**Document passage:**
[start]
The NYC beer scene has grown so fast, I can’t remember the first time I tried Bridge and Tunnel. But I was immediately impressed. Tiger Eyes was one of the first beers I did try—owner Rich Castagna came on Beer Sessions Radio, then later for NYC Beer Week I visited his garage brewery for a photo shoot. You could tell the passion he has for his beer. Every piece of equipment he has hand-modified himself. For this, he actually puts whole hazelnuts in the beer which is tricky due to the fat that’s in the nuts. Rich had been working to find a new space and expand and he has signed a lease on a commercial space in Ridgewood, Queens. Good luck, sir: You are a true artisan. — Jimmy Carbone, owner of Jimmy’s No. 43 and founder of the Good Beer Seal 

Transmitter Brewing, F4 Brett Farmhouse Ale
ABV: 6.8%
Style: Brett Farmhouse Ale

For a farmhouse-inspired brewery, Transmitter couldn’t have picked a more industrial setting. It’s located beneath the Pulaski Bridge, right beside mega-polluted Newtown Creek. While the digs ain’t bucolic, Rob Kolb and Anthony Accardi’s Champagne-corked beers evoke the finer aspects of Belgium’s farmhouse brewing traditions. The duo deploy multiple strains of carefully sourced Brettanomyces, letting the wild yeast works its funky magic in beers like my favorite, F4. A trio of Brett strains are woven through the farmhouse ale, supplying it with tons of tropical fruit and a touch of funk. Give the beer a few months, and the beer will dry out and develop a complexity that, in the best way possible, recalls a barnyard. — Joshua M. Bernstein, author of The Complete Beer Course 

Gun Hill Brewing, Barrel Aged Void of Light
ABV: 7.9%
Style: Foreign/Export Stout

Eschewing the trend of barrel aging an imperial stout, Gun Hill’s brewmaster Chris Sheehan opted to store his export stout in bourbon barrels for six weeks. Redolent with notes of cocoa, espresso and vanilla, the luscious result deftly concealed any trace of alcoholic heat. I knew from the first sip when we tapped it on September 23 that it would vanish in no time; my suspicions were confirmed as the base beer received a gold medal at the Great American Beer Festival days later and the keg promptly kicked. Look for the next iteration, which will incorporate rum and rye whiskey barrel influences, at Barcade in 2015. — Brian Winget, beer manager of Barcade New York.

Greenpoint Beer & Ale Co., Homeboy’s Whim Series

It was damn near impossible to pick just one beer from 2014, so I decided to pick a whole series of them instead. Every time I stop by Dirck the Norseman in Greenpoint for a quick drink and bite, I’m always stoked to find one of the Homeboy’s Whim beers on draft. Homeboy’s Whim is a series of rotating single-hop, Belgian-style table beers—light bodied, refreshing, and easy to drink. The “Homeboys” are brewers Chris Prout and Erik Olsen of Dirck’s house brewery Greenpoint Beer & Ale Co., and the “Whim” is whatever hop variety happens to be on hand when that particular beer is brewed. #1 was made with Motueka, a slutty New Zealand hop that strikes all the right citrus and stone fruit chords that hop lovers crave. #3—probably my favorite in the series so far—used another New Zealand hop, Nelson Sauvin, for a lemony, tart kick. I could drink about six of those in one sitting. They’re up to #5 now, and I can’t wait to drink more in 2015. — Justin Kennedy, producer of Beer Sessions Radio

SingleCut Beersmiths, Kim Hibiscus Sour Lagrrr!
[end]
**Supplied records:**
[start]
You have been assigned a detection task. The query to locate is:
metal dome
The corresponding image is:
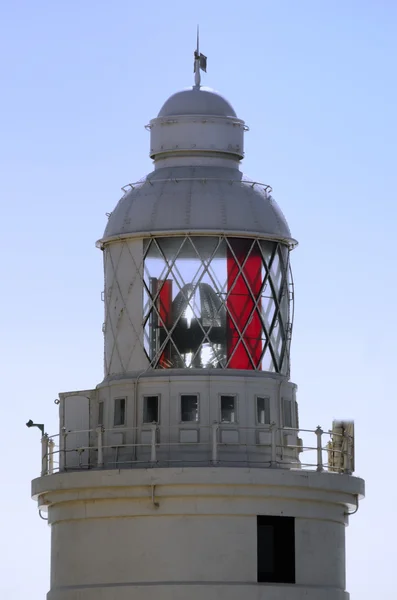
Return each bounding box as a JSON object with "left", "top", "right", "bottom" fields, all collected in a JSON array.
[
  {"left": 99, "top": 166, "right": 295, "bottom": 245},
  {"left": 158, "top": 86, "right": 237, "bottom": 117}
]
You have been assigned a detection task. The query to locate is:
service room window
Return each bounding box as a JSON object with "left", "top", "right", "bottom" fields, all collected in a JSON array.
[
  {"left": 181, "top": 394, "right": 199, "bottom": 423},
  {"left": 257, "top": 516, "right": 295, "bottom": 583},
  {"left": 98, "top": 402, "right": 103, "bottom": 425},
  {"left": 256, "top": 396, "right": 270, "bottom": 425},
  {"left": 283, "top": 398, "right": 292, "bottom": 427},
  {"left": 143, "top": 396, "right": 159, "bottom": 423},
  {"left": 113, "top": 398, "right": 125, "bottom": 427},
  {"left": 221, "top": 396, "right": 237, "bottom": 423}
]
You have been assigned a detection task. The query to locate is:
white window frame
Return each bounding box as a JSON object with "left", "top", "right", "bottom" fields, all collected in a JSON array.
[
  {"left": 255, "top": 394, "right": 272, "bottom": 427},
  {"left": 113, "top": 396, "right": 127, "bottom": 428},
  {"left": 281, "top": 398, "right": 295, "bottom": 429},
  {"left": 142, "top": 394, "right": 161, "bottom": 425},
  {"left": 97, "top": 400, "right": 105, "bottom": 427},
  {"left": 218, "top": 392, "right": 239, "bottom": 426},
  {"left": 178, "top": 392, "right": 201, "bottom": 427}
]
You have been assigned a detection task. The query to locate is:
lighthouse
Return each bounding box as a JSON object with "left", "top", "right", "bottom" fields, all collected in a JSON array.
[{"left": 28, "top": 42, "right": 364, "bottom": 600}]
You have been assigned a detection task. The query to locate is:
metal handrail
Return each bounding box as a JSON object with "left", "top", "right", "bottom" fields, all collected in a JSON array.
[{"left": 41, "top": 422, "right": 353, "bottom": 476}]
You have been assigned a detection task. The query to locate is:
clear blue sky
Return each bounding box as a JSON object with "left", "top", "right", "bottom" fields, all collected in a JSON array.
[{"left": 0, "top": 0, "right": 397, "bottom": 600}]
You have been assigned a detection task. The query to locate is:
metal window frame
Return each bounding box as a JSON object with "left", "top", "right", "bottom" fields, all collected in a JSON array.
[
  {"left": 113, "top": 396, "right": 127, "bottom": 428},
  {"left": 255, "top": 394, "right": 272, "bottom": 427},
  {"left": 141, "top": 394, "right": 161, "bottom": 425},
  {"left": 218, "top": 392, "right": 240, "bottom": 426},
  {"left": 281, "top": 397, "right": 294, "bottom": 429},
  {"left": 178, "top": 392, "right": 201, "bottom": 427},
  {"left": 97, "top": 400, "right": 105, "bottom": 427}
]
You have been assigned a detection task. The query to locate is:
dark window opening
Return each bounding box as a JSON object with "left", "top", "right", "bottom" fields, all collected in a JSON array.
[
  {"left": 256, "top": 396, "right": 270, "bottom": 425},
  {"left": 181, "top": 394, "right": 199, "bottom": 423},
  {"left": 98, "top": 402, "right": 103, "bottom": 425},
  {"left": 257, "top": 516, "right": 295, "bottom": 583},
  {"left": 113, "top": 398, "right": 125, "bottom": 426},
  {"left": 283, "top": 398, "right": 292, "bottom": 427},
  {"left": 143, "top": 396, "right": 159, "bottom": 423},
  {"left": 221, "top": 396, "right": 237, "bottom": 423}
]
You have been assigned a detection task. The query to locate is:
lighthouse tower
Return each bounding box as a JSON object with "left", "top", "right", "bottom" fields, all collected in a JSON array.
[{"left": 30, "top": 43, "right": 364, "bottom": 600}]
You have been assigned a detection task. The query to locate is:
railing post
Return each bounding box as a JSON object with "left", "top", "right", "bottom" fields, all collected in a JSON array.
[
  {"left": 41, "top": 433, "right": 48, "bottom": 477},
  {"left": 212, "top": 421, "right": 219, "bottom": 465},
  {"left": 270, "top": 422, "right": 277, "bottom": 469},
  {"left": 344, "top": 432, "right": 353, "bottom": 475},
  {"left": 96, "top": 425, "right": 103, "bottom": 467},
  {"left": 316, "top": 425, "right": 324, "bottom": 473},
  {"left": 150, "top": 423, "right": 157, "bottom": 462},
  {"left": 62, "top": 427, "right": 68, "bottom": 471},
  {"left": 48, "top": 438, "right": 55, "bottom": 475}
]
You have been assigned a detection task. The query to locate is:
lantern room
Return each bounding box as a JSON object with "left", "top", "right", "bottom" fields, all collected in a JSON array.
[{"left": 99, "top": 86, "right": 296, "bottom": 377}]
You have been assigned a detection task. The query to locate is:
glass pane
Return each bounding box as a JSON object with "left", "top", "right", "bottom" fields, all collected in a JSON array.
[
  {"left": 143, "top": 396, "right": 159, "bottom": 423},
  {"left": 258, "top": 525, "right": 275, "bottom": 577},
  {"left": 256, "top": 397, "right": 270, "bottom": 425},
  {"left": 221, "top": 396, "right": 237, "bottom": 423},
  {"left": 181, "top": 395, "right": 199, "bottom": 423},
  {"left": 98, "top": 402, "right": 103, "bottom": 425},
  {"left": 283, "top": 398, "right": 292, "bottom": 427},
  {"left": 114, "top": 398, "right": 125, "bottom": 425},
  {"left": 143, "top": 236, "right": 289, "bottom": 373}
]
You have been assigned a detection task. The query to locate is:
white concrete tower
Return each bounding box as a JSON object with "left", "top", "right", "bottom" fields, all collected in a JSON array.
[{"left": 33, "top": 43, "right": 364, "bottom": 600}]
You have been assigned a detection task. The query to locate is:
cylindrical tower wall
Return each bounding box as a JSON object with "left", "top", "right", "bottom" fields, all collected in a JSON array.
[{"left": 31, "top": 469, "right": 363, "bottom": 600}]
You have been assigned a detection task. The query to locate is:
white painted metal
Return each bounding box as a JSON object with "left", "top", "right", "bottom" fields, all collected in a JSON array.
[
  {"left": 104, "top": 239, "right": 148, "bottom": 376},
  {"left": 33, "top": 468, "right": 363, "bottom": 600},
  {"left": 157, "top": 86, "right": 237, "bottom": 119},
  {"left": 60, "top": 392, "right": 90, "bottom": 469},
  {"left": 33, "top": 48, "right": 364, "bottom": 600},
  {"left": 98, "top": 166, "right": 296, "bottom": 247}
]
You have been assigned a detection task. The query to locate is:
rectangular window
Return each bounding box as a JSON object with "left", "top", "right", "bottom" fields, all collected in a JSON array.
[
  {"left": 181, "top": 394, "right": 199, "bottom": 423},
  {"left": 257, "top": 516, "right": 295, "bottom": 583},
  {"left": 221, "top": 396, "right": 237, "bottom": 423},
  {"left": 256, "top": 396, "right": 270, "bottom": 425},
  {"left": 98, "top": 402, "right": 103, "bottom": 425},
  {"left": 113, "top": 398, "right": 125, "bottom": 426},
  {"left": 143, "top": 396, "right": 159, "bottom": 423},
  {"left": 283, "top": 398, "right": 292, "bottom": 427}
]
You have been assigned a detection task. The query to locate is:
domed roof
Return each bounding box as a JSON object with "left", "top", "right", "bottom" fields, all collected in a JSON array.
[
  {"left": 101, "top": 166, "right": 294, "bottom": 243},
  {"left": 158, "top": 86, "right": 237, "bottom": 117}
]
[end]
**Requirements:**
#1 Answer these questions using the NYC beer roundup:
(a) Where did Bridge and Tunnel's owner sign a lease on a commercial space?
(b) For how long did Gun Hill's brewmaster store his export stout in bourbon barrels?
(c) Which hop variety was used for Homeboy's Whim #3?
#2 Duplicate the part of the NYC beer roundup that opens with the words containing "Gun Hill Brewing, Barrel" and closes with "Barcade New York.".
#3 Decide whether each statement agrees with the NYC beer roundup. Answer yes or no, and quote the words that settle it.
(a) Transmitter Brewing is located beneath the Pulaski Bridge.
(b) Gun Hill's base beer won a silver medal at the Great American Beer Festival.
(c) F4 is made with a single strain of Brett.
The entries come from a separate source.

**Answers for the tasks:**
#1
(a) Ridgewood, Queens
(b) Six weeks
(c) Nelson Sauvin

#2
Gun Hill Brewing, Barrel Aged Void of Light
ABV: 7.9%
Style: Foreign/Export Stout

Eschewing the trend of barrel aging an imperial stout, Gun Hill’s brewmaster Chris Sheehan opted to store his export stout in bourbon barrels for six weeks. Redolent with notes of cocoa, espresso and vanilla, the luscious result deftly concealed any trace of alcoholic heat. I knew from the first sip when we tapped it on September 23 that it would vanish in no time; my suspicions were confirmed as the base beer received a gold medal at the Great American Beer Festival days later and the keg promptly kicked. Look for the next iteration, which will incorporate rum and rye whiskey barrel influences, at Barcade in 2015. — Brian Winget, beer manager of Barcade New York.

#3
(a) Yes: "It’s located beneath the Pulaski Bridge, right beside mega-polluted Newtown Creek."
(b) No: "the base beer received a gold medal at the Great American Beer Festival days later"
(c) No: "A trio of Brett strains are woven through the farmhouse ale"